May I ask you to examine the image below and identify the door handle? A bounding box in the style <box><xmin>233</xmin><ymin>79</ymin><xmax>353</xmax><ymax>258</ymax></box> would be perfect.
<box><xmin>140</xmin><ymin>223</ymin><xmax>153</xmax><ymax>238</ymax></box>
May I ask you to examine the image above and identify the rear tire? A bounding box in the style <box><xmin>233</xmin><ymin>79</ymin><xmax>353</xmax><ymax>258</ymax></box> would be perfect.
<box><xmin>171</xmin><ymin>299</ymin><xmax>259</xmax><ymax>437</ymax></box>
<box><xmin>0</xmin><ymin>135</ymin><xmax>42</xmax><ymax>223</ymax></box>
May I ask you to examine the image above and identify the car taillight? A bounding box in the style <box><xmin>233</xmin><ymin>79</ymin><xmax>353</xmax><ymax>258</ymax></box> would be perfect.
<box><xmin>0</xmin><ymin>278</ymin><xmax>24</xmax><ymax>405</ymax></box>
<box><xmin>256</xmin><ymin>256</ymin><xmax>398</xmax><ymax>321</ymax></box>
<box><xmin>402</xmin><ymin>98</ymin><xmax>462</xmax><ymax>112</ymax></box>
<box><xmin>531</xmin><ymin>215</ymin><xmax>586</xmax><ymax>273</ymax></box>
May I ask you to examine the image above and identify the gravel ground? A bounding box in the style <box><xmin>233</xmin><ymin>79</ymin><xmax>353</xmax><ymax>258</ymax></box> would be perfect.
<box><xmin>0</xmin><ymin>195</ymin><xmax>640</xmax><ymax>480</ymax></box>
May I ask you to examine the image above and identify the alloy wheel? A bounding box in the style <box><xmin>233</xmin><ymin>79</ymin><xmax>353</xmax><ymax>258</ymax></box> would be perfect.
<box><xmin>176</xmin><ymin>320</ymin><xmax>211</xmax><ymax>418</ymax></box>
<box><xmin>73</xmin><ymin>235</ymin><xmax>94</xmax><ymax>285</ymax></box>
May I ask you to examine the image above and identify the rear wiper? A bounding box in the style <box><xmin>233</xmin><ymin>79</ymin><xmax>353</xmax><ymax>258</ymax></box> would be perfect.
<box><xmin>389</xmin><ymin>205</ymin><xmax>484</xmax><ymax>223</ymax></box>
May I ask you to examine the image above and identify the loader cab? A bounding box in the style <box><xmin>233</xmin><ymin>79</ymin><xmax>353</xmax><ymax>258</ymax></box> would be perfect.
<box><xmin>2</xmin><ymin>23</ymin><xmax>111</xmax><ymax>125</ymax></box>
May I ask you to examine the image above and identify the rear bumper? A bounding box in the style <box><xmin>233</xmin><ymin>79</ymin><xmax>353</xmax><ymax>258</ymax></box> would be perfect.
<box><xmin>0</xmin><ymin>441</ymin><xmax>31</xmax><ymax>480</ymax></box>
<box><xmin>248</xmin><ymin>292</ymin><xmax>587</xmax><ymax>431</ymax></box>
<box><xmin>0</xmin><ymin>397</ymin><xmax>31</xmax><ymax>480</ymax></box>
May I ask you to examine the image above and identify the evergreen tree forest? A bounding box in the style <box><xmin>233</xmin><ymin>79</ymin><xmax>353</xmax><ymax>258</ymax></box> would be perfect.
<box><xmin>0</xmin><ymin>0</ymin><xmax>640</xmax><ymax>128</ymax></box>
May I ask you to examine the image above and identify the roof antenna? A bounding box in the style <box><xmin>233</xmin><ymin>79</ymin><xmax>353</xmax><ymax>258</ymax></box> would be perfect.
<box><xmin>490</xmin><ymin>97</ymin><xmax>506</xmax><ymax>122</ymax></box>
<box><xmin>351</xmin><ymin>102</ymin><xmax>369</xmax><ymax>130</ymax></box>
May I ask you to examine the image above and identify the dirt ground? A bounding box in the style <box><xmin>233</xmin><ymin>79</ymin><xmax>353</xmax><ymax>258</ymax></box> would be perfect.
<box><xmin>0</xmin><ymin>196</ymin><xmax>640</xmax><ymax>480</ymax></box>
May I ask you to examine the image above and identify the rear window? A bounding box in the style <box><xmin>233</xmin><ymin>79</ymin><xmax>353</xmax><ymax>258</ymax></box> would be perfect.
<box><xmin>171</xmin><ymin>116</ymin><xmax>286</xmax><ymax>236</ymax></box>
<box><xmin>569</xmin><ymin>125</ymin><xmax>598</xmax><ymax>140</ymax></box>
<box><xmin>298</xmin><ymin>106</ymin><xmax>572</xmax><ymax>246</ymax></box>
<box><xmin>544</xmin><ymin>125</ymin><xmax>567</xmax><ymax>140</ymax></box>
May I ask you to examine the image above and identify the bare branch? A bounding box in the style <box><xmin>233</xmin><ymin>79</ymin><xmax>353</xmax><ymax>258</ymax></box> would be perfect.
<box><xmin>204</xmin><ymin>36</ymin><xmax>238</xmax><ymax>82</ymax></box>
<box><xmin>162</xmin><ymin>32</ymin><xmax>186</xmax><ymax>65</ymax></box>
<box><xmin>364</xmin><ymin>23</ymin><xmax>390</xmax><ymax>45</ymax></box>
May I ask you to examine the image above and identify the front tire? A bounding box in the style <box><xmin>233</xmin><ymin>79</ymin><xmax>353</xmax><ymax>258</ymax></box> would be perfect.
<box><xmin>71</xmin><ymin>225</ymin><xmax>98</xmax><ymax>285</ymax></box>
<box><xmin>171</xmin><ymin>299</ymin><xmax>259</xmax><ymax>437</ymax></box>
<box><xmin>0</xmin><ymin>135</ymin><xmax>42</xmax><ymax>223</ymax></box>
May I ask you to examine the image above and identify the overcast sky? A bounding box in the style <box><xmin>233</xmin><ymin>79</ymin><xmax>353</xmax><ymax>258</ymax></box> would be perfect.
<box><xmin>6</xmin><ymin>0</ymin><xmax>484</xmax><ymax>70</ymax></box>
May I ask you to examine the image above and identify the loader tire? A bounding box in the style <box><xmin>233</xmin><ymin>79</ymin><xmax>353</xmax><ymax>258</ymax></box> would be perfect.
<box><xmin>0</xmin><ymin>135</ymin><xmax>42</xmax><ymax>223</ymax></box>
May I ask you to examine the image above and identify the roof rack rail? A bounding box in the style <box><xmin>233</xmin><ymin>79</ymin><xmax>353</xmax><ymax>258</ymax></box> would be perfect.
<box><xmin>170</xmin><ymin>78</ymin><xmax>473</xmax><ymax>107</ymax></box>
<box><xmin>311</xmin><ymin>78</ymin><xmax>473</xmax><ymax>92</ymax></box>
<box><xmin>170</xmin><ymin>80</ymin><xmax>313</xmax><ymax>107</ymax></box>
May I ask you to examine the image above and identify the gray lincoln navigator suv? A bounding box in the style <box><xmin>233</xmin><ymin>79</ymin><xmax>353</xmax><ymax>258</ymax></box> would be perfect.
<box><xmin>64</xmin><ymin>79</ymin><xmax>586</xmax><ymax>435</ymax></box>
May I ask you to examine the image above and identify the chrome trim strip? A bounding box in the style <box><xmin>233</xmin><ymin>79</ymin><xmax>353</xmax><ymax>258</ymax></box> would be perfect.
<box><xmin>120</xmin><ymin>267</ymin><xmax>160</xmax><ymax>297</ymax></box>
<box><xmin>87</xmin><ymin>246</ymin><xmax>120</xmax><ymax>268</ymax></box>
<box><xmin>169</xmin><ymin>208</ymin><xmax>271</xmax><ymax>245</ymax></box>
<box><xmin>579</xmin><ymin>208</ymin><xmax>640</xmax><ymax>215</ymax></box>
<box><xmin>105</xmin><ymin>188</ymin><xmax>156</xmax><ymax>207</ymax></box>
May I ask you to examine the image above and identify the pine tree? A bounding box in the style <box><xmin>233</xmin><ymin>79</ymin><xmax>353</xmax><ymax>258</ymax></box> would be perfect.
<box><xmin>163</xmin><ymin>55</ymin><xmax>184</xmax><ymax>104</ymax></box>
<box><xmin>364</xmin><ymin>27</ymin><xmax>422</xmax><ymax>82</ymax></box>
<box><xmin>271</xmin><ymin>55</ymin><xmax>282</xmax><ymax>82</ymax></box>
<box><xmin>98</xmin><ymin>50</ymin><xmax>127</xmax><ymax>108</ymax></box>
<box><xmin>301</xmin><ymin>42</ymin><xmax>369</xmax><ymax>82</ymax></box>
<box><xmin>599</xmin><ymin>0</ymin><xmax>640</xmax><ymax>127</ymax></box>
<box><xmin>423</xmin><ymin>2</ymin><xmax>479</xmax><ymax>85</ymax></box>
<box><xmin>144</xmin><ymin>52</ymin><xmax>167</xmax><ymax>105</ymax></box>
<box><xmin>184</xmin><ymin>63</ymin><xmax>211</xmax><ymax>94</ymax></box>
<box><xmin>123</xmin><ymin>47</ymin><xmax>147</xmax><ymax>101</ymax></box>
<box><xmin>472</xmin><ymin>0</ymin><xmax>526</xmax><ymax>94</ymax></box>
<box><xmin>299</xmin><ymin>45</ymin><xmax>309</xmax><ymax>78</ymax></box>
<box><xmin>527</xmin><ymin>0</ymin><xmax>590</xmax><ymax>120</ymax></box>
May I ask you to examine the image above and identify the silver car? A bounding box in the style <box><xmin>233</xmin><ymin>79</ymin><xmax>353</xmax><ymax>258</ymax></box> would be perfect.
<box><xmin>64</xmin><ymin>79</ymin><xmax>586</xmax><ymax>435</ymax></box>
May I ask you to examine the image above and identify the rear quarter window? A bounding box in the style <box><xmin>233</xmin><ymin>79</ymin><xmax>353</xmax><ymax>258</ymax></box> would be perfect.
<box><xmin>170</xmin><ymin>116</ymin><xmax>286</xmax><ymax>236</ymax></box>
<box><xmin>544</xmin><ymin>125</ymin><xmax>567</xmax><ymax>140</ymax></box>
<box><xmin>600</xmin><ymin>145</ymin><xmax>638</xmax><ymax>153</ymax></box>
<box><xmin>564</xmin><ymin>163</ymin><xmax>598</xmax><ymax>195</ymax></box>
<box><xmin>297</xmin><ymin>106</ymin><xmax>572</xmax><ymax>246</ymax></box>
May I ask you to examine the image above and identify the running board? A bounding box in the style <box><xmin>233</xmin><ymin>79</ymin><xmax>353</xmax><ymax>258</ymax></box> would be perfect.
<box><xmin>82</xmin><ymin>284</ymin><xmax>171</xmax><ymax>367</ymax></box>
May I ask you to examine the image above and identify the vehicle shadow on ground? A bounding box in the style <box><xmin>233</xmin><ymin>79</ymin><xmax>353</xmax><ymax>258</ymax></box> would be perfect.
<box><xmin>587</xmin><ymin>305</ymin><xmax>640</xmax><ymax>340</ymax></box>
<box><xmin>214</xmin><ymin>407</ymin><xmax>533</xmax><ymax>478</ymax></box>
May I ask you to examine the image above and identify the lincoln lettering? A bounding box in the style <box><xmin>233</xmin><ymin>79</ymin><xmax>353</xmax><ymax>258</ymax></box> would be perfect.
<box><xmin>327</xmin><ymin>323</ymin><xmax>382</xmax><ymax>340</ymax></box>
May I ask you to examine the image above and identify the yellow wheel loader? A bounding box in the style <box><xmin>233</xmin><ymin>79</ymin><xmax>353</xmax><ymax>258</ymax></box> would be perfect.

- **WORK TO DO**
Report every line of the listing above that contains the word "ground", copying each one in full.

- **COMPLETED TASK**
May I ask you to examine the image above and identify the gravel ground? A bounding box in the style <box><xmin>233</xmin><ymin>79</ymin><xmax>353</xmax><ymax>258</ymax></box> would be perfect.
May I ask you to examine the image above and identify the dirt ground? A bounding box in the style <box><xmin>233</xmin><ymin>79</ymin><xmax>353</xmax><ymax>258</ymax></box> would be perfect.
May I ask you to examine the image above and identify the vehicle shadow on ground? A bounding box in the style <box><xmin>233</xmin><ymin>79</ymin><xmax>353</xmax><ymax>258</ymax></box> would be perfect.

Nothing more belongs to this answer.